— START OF Stored data —

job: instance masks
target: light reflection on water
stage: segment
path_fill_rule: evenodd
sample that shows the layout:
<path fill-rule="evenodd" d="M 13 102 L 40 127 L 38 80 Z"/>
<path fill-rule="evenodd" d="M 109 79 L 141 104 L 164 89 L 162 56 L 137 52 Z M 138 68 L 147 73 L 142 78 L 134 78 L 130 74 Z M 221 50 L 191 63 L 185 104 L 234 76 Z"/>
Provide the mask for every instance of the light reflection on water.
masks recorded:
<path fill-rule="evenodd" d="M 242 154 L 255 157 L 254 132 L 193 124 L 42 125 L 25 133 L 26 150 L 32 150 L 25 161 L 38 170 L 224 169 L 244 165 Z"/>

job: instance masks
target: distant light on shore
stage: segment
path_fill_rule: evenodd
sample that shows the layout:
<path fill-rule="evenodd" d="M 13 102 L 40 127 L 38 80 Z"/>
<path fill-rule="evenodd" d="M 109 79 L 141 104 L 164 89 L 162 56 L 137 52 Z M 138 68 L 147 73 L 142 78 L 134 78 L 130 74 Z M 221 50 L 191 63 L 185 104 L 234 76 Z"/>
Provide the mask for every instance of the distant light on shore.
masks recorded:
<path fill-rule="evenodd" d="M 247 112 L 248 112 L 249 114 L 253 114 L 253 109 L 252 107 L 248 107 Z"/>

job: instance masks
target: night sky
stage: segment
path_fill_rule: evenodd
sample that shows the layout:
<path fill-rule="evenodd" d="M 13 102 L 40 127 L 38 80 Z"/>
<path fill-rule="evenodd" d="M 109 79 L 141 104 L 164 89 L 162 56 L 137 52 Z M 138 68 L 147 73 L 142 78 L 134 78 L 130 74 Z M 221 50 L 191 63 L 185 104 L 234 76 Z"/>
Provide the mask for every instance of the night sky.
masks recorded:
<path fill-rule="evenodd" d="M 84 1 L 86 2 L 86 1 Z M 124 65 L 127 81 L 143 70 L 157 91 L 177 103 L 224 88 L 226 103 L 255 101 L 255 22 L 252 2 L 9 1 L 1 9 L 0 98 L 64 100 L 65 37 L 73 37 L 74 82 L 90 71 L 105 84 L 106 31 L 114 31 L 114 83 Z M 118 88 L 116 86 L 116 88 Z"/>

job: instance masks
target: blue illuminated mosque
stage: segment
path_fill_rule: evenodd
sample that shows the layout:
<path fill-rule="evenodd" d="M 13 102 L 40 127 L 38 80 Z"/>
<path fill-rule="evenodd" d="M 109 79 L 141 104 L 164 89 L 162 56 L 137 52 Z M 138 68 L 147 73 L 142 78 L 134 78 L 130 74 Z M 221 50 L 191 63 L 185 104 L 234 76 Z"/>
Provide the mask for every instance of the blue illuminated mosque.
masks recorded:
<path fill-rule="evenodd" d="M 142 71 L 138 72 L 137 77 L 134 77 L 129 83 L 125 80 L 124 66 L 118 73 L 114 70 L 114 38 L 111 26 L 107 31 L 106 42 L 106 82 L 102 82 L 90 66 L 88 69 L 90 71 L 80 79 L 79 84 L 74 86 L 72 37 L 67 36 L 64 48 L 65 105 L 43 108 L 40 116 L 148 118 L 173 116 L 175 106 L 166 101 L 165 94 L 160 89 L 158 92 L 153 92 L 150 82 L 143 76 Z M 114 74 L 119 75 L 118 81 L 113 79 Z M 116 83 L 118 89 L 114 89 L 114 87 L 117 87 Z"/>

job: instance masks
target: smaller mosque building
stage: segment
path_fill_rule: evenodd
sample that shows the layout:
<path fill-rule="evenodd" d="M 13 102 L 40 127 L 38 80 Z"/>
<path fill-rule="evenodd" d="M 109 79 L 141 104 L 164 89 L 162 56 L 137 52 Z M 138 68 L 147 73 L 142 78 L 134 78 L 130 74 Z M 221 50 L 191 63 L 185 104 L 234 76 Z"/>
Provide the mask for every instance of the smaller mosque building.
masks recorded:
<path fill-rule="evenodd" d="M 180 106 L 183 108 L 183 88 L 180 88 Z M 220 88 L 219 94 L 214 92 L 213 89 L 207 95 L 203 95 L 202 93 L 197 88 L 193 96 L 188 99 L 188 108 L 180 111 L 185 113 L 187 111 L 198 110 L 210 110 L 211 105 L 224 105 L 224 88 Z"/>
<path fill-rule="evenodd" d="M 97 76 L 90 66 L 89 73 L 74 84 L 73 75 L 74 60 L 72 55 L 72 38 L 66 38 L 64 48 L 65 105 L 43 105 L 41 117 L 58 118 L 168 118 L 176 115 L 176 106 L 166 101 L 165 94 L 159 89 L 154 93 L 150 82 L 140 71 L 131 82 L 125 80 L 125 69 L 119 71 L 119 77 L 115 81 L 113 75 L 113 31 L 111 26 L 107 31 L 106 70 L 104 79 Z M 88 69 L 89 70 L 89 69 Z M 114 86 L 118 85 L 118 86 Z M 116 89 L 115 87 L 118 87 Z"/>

— END OF Stored data —

→ Given request: Rewrite everything from the start of the listing down to the line containing "242 154 L 255" as a CSV with the columns input and output. Each row should pair the text with its answer, with each value in a single quoted field and line breaks replaced by spaces.

→ Answer to this problem:
input,output
"job: instance masks target: light reflection on water stage: segment path_fill_rule: evenodd sample that shows the layout: <path fill-rule=""evenodd"" d=""M 13 102 L 40 127 L 38 80 Z""/> <path fill-rule=""evenodd"" d=""M 109 79 L 141 104 L 164 89 L 162 56 L 137 52 Z M 138 68 L 147 73 L 142 78 L 134 78 L 130 74 Z M 221 50 L 191 63 L 185 104 L 234 76 Z""/> Provide the mask for every instance of the light reflection on water. masks recorded:","<path fill-rule=""evenodd"" d=""M 242 154 L 255 157 L 254 132 L 193 124 L 42 125 L 25 133 L 26 150 L 32 150 L 25 161 L 38 170 L 224 169 L 244 165 Z""/>"